The request:
Set down exactly the lines from the one containing "Target: shadow on road" through the last line of the records below, both included, and nothing else.

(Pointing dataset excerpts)
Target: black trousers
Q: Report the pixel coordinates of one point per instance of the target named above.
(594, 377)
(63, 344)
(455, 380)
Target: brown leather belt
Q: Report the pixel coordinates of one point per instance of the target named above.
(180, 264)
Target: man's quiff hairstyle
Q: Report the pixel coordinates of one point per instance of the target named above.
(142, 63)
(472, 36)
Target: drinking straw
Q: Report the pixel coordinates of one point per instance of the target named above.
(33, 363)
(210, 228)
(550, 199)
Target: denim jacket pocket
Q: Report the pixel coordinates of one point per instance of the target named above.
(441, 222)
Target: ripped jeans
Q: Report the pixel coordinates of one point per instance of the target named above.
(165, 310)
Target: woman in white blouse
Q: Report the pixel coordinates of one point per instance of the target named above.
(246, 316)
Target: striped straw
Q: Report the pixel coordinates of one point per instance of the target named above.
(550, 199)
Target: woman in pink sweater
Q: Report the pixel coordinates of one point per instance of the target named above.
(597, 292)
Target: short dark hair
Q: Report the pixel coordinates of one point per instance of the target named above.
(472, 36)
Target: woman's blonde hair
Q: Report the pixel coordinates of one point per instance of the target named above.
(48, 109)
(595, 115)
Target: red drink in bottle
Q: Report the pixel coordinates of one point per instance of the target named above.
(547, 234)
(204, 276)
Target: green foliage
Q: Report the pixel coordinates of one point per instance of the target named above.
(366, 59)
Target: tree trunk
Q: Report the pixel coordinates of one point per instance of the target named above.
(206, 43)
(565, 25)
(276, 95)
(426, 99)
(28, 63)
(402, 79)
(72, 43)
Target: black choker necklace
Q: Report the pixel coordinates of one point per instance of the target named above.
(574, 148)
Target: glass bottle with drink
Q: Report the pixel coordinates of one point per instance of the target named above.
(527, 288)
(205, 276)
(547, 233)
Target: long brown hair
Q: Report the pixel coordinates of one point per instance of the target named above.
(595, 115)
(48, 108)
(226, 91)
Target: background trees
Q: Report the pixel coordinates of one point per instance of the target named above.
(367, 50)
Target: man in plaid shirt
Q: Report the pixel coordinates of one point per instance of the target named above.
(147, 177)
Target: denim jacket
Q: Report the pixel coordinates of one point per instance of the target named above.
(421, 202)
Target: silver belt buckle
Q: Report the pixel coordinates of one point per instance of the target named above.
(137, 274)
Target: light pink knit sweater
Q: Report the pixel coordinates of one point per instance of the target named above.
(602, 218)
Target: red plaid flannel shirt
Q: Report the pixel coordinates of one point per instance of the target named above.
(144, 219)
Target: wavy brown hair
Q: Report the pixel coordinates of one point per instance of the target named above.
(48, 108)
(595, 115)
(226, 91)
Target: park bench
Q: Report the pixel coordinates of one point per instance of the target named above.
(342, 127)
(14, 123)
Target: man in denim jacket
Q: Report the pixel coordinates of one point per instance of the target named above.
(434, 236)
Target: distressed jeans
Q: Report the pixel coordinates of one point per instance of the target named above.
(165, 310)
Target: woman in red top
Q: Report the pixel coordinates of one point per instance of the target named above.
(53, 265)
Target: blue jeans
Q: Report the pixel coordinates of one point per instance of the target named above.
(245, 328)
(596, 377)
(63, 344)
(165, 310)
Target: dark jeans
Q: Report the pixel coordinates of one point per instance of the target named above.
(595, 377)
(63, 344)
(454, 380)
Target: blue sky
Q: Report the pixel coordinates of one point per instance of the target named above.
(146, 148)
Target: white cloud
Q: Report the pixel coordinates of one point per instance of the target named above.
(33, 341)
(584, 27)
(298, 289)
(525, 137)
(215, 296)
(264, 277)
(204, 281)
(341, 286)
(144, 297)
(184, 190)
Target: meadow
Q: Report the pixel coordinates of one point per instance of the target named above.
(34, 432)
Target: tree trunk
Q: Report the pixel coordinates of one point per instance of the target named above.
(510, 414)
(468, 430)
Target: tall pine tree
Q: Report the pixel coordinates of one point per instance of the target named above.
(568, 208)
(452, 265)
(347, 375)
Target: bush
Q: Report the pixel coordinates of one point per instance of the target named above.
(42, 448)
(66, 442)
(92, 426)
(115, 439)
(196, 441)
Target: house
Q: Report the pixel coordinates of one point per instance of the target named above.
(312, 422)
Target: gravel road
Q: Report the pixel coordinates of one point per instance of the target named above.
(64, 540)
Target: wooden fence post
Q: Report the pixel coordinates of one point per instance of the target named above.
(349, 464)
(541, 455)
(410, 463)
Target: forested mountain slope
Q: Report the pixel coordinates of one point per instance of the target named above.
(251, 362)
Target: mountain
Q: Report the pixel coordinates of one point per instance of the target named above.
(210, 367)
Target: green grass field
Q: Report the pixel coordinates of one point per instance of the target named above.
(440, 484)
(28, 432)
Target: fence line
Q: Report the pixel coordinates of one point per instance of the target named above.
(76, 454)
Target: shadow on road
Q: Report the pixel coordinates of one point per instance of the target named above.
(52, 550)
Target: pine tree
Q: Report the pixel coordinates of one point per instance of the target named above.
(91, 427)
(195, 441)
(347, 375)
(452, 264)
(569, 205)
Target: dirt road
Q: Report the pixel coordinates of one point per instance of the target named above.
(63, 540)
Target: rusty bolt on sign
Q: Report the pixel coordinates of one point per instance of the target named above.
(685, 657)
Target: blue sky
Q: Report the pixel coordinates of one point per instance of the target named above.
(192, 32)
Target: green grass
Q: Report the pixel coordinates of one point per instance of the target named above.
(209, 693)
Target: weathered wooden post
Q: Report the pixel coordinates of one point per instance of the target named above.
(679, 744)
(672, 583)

Solution:
Target: shadow on road
Q: Report the pixel coordinates of one point per instance of the target named above.
(52, 550)
Target: pine tree
Q: Report the pixel coordinates of one point per instance of the target named above.
(91, 427)
(195, 441)
(347, 375)
(452, 264)
(569, 205)
Target: dirt road
Q: Report the pixel coordinates of one point per instance of the target named above.
(63, 540)
Target: rusty bolt on sign
Q: Report the pixel coordinates of one point per instance of the target named above.
(685, 657)
Target: blue sky
Q: Report the pixel coordinates of one point per instance of the target named above.
(192, 32)
Target: green grass
Q: Report the pixel coordinates of one point per instance of the target named above.
(209, 693)
Target: weathered wooden post
Q: Report the pixel coordinates of one point per instance of the target named above.
(679, 744)
(672, 583)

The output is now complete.